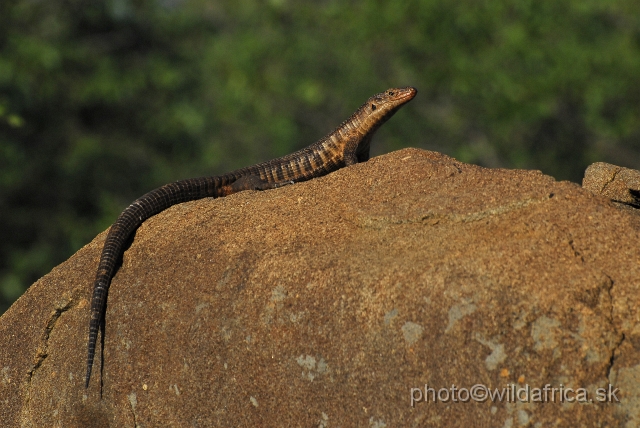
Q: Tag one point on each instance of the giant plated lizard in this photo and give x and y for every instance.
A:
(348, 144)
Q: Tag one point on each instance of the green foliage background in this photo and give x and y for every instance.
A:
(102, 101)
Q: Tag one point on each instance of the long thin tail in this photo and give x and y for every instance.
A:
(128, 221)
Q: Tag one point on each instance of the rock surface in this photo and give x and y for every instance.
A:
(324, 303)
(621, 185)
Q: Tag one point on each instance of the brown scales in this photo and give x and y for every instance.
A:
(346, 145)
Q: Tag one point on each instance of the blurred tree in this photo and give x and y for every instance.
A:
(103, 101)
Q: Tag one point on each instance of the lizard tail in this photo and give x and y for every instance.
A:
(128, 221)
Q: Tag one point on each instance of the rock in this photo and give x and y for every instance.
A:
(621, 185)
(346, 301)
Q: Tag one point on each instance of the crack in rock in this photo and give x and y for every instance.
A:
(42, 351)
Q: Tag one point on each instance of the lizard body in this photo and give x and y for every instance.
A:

__________________________________________________

_REQUIREMENTS_
Retype the entire listing above verbatim, from its first line through its last, and omit the picture from your copy.

_WRITTEN ANSWER_
Q: Tag one point on each instance of the giant plated lizard in this photo and give x and y for every instance.
A:
(348, 144)
Q: Tag one point on each instance of the green foliage background in this photo and give x and y for every instance.
A:
(102, 101)
Q: Tag one point on each instance of the long thin tail in this photo and give x and y for every instance.
A:
(128, 221)
Q: Tag one point on each instance of the rock surface in this photo and give x and y for every instance.
A:
(324, 303)
(621, 185)
Q: Tag one point on each instance of the brown scales in this photo and give x and y for every instance.
A:
(346, 145)
Q: Tag one point on each instance of the blurred tree in this photo and give x and y for every instance.
A:
(103, 101)
Q: Tag one point on each instance of the lizard tail in this photo and give x and y for every instance.
A:
(128, 221)
Q: Tag one point on each instance of the rock in this photo and give x and y for every instance.
A:
(621, 185)
(346, 301)
Q: Tag one point on each instance of the crack in rock in this photo and give x and y for every instance.
A:
(42, 351)
Q: Tag one point on each instance of the lizard body in this photo and give x and y for every instance.
A:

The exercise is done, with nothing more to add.